■ SOURCE EXTRACT ■
The bigger problem comes with the state of the source material. White spots appear on several episodes but the more distracting problem is one of a line (or a group of lines) that occasionally appears on the left side of the print. Sometimes barely noticeable and, at other times, standing out against the action, it doesn't cause a problem across the entire frame but it is distracting and affects several of the episodes in this set. It also only affects external shots but may only be seen once in each episode. For example, it can be seen in one scene in Law And Order in the first series, when the manhunt for Barney gets underway, but isn't seen at any other time. It's at its worst in Law of the Jungle in the third series. Screenshots are the best means of illustrating this problem and I have included some here:
Otherwise, the DD2.0 mono soundtrack is fine in presenting the dialogue and the action and is particularly good in the third series, in which Survivors moves out of its cosy farm houses and back into the wild of the countryside. The ambient sounds are also better in this series, with silence being more authentic for a post-apocalyptic drama than the summertime cheep of birds in the first two series. Finally, with this being a 2 Entertain release, there are English subtitles and they are very good, even to highlighting what is spoken on and off the screen.

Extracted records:

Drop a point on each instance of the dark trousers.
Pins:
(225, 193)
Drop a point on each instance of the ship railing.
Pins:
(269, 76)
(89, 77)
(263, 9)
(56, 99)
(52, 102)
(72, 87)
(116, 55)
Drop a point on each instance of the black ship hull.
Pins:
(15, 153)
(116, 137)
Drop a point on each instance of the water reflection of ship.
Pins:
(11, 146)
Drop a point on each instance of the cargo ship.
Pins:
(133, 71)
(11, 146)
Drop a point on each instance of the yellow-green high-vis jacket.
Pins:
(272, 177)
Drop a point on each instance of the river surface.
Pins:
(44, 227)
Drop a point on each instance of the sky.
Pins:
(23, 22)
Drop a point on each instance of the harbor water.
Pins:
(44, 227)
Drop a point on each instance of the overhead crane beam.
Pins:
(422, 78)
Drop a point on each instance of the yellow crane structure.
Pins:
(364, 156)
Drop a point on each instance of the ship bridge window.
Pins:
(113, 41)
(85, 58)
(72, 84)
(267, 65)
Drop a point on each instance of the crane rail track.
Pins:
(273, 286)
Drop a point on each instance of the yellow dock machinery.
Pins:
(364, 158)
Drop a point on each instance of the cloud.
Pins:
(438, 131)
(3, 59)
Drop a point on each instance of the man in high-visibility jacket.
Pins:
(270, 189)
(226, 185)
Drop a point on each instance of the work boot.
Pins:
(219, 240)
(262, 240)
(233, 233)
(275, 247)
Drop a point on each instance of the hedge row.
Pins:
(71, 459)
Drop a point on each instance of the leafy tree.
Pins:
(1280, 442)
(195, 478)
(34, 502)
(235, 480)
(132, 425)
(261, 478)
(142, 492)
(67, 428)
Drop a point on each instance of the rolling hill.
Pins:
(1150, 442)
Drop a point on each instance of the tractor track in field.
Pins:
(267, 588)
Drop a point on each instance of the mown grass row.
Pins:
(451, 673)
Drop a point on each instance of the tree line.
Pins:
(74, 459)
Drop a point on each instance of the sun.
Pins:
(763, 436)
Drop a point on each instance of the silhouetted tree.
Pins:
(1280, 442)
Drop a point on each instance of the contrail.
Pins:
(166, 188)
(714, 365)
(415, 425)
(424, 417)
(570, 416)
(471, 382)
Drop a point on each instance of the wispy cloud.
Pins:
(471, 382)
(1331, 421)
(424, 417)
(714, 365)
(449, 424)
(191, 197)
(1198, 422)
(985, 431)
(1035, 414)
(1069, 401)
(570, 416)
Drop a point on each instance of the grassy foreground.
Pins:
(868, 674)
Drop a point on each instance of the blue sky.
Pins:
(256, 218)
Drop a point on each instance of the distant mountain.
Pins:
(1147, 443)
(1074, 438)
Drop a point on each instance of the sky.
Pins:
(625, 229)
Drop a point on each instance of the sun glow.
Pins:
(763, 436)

■ TASK REQUIREMENTS ■
a: Answer these questions about the Survivors review text:
(i) On which side of the print does the distracting line appear?
(ii) In which episode is that problem at its worst?
(iii) What soundtrack does the release use?
b: Continue the Survivors review text from its last sentence.

■ ANSWER SET ■
a:
(i) The left side.
(ii) Law of the Jungle, in the third series.
(iii) A DD2.0 mono soundtrack.

b:
One would have thought that this complete collection would have brought over the special editions from the individual series releases (commentaries and on-camera interviews) but instead we get very little outside of Photo Galleries (two on series one and one on series two). However, when that 'very little else' includes the BBC's The Cult Of...Survivors (29m32s), it starts looking that little bit better. This is a very decent look back at Survivors and features interviews with the main cast (Lucy Fleming, Carolyn Seymour and Ian McCulloch) as well as director Pennant Roberts. Unsurprisingly, it does tend to focus on the first series of the three but does so fairly, praising Survivors for what it does well but also rightly calling the show for what it does badly, such as the rather friendly-looking dogs who don't pass muster as a pack of feral, rabid hounds and the whole of the second series. Even McCulloch calls it boring. Finally, on the third series, there is a set of Publicity Stills.